**Extrait à lire**
::::
PARIS - Pour enrichir leurs collections, à l’heure où les budgets d’acquisition ne peuvent rattraper les envolées du marché de l’art, les musées ne pourraient se passer de ces généreux donateurs qui décident de faire entrer leur patrimoine dans le domaine public. PAR DAPHNÉ BÉTARD
Mais ce processus se heurte parfois à des conflits d’intérêts. Certains membres de la famille du donateur peuvent, en effet, être amenés à revendiquer a posteriori la propriété des œuvres que le musée a, par ailleurs, contribué à valoriser au fil du temps par son action scientifique. En France, il est impossible d’offrir la totalité de son patrimoine à un tiers sans en transmettre au moins une partie aux héritiers de sa famille. Au nom de cette « quotité disponible » ou « réserve héréditaire », si les ayants droit se lancent dans des procédures pour récupérer les œuvres offertes, ils sont quasiment sûrs de voir leur demande aboutir. Ainsi, il y a quelques années, le Musée Mathurin Méheut de Lamballe a été dépourvu de la moitié de ses collections par les héritiers du donateur. D’autres musées ont déjà connu ce type de problème, comme le Louvre avec la donation Pereire ou le Musée de Villeneuve d’Ascq.
::::
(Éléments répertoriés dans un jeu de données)
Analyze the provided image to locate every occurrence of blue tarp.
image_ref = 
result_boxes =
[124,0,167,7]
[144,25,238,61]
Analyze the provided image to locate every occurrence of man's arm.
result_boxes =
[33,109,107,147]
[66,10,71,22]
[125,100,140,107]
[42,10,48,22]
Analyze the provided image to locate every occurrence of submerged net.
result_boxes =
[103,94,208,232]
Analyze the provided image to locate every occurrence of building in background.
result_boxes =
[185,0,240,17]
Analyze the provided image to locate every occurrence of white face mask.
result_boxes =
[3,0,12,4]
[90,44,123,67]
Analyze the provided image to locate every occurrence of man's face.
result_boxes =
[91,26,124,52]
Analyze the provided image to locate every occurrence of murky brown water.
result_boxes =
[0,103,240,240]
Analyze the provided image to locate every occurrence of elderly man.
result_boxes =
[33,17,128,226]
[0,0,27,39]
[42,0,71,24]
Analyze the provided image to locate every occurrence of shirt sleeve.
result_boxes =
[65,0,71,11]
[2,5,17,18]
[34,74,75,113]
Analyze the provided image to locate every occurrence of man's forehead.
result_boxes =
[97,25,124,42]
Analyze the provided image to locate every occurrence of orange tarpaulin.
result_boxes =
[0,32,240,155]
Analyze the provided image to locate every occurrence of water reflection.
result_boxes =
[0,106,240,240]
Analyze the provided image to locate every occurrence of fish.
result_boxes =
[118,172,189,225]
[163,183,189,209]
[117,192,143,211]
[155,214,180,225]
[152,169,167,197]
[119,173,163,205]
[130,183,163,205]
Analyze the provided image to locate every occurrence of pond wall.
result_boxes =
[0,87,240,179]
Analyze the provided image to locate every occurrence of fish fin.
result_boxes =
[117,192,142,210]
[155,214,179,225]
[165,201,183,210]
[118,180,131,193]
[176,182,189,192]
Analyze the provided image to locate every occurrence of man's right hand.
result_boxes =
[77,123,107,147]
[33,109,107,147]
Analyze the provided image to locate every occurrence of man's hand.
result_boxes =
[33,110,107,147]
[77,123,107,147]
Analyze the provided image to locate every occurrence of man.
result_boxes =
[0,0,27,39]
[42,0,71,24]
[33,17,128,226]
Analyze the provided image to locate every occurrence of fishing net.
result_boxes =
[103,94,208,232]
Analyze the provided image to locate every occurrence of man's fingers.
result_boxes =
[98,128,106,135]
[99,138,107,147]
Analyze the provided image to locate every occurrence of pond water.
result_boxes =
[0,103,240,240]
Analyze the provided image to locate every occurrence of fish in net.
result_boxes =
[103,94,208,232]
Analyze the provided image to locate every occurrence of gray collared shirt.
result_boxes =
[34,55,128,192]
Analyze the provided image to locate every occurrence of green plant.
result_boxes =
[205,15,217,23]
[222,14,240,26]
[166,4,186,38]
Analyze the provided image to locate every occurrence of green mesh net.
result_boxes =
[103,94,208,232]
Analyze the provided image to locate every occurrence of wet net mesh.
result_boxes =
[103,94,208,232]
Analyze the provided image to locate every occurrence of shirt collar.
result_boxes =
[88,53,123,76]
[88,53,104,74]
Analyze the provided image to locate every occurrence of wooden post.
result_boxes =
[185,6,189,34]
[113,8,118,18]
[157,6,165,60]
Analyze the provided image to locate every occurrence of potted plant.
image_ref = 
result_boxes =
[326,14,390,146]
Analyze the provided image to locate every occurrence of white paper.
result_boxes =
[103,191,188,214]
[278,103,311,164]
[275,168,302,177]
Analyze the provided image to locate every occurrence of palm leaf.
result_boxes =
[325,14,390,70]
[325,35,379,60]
::::
**Énoncé**
Reformulez sous forme de liste, en gardant ses faits essentiels, le paragraphe de l'article sur les dons aux musées qui commence par « Mais ce processus se heurte ».

**Corrigé**
- Le processus de donation se heurte parfois à des conflits d'intérêts.
- Des membres de la famille du donateur peuvent revendiquer après coup la propriété des œuvres, que le musée a pourtant contribué à valoriser par son action scientifique.
- En France, on ne peut pas donner tout son patrimoine à un tiers sans en transmettre au moins une partie à ses héritiers (« quotité disponible » ou « réserve héréditaire »).
- Les ayants droit qui engagent des procédures pour récupérer les œuvres sont presque sûrs d'obtenir gain de cause.
- Exemples : le Musée Mathurin Méheut de Lamballe a perdu la moitié de ses collections au profit des héritiers du donateur. Le Louvre, avec la donation Pereire, et le Musée de Villeneuve d'Ascq ont connu le même problème.